Exercise directions ▸
Put the lines of the records into a Markdown table with the columns Row and Line, starting at the line containing "Q: I need the bounding box for the person sitting" and ending at the last line of the records. Skip any blank lines.

Collection entries
-- Start --

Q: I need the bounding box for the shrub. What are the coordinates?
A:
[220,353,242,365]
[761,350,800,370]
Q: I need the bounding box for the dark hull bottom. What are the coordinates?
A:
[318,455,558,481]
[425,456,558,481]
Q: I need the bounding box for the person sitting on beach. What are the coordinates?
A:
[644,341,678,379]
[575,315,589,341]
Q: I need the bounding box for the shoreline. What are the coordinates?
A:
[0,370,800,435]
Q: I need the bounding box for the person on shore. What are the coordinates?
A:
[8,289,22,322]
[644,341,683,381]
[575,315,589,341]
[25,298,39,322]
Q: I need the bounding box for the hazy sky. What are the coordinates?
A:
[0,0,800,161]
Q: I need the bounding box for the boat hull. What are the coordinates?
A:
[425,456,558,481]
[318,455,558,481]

-- End --

Task result ▸
| Row | Line |
|---|---|
| 1 | Q: I need the bounding box for the person sitting on beach. What are the coordinates? |
| 2 | A: |
| 3 | [644,341,678,379] |
| 4 | [575,315,589,341] |
| 5 | Q: I need the bounding box for the shoreline. What are the coordinates? |
| 6 | A: |
| 7 | [0,370,800,435] |
| 8 | Q: I need the bounding box for the person on shore. What are the coordinates? |
| 9 | A: |
| 10 | [8,289,22,322] |
| 11 | [644,341,683,381] |
| 12 | [575,315,589,341] |
| 13 | [25,298,39,322] |
| 14 | Q: I need the bounding box for the hazy sky. What are the coordinates? |
| 15 | A: |
| 16 | [0,0,800,161] |
| 17 | Q: I need the bounding box for the boat hull. What are the coordinates? |
| 18 | A: |
| 19 | [425,456,558,481] |
| 20 | [318,455,558,481] |